● **EXERCISE OBJECTIVE**: Your answer must be every line below, repeated exactly.

[Saved entries]
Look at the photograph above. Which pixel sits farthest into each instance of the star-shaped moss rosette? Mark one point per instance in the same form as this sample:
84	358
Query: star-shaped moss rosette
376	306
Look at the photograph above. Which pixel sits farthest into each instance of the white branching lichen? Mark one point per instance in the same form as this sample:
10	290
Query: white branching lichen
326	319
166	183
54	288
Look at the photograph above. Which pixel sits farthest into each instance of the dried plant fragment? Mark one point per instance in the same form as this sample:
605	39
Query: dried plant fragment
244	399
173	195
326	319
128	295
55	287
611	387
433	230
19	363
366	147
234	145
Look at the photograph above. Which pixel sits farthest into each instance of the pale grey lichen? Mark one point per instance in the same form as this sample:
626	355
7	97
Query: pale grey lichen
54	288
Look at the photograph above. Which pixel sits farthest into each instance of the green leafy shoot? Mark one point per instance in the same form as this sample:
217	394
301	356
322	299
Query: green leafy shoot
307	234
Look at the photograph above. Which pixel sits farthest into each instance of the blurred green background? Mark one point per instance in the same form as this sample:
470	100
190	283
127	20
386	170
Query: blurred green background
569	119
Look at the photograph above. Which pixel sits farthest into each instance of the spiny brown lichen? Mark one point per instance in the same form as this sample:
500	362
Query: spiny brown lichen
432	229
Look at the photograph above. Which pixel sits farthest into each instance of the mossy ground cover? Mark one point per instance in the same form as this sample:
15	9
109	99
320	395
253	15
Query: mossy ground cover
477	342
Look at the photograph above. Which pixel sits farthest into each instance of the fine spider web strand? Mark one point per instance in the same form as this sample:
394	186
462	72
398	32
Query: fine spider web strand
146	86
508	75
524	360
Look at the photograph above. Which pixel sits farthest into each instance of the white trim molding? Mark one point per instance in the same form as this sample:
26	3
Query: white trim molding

● **PROBLEM SOLUTION**:
Look at the photograph above. Which pixel sits farthest into each instance of the star-shaped moss rosette? Mark one point per instance in the same form as this sample:
84	358
Query: star-shaped moss rosette
376	306
Look at the photograph above. Which pixel sits farthest into each instance of the white branching lichen? Mark one point per instance in the same form as this sample:
10	290
Query: white branching lichen
326	319
166	183
54	288
Look at the photograph above. Which pixel sits farthest into each instance of the dried plant fragment? Mark one point per instance in the same form as this sample:
605	39
Query: dried plant fragment
244	399
173	195
326	319
128	295
55	287
611	387
433	230
19	363
366	147
234	145
Look at the photograph above. Which pixel sits farthest into each instance of the pale grey lichen? Mark one point per instance in the same form as this sample:
626	355
7	97
Query: pale grey lichen
54	288
Look at the photograph above. Which pixel sits farthest into each instance of the green leafy shoot? Mark one point per instance in the same form as this sample:
217	394
301	356
322	299
Query: green leafy shoot
307	234
Look at the photograph above. Which pixel sits farthest into each instance of the blurred green background? Mark one point per instance in the same form as this sample:
470	100
190	283
127	20
386	170
Query: blurred green background
569	119
Look at the photograph above. Which pixel sits farthest into each instance of the spiny brown lichen? Mark one point per instance in the same form as this sample:
500	362
Query: spiny brown lichen
432	229
Look at the photograph above. Which pixel sits farthest into each instance of the mossy ground cover? Mark one point per instance in the same form as this sample:
15	9
109	99
320	395
253	15
Query: mossy ground cover
477	342
Look at the photograph above. Which pixel sits farthest into each instance of the fine spider web strand? Mark one point per instance in the same form as this sample:
394	186
462	72
398	32
Query: fine spider web strand
146	86
508	75
524	360
Look at the photograph above. Which pixel sits farthest into each instance of the white trim molding? Mark one point per instance in the same form as this sample:
26	3
Query: white trim molding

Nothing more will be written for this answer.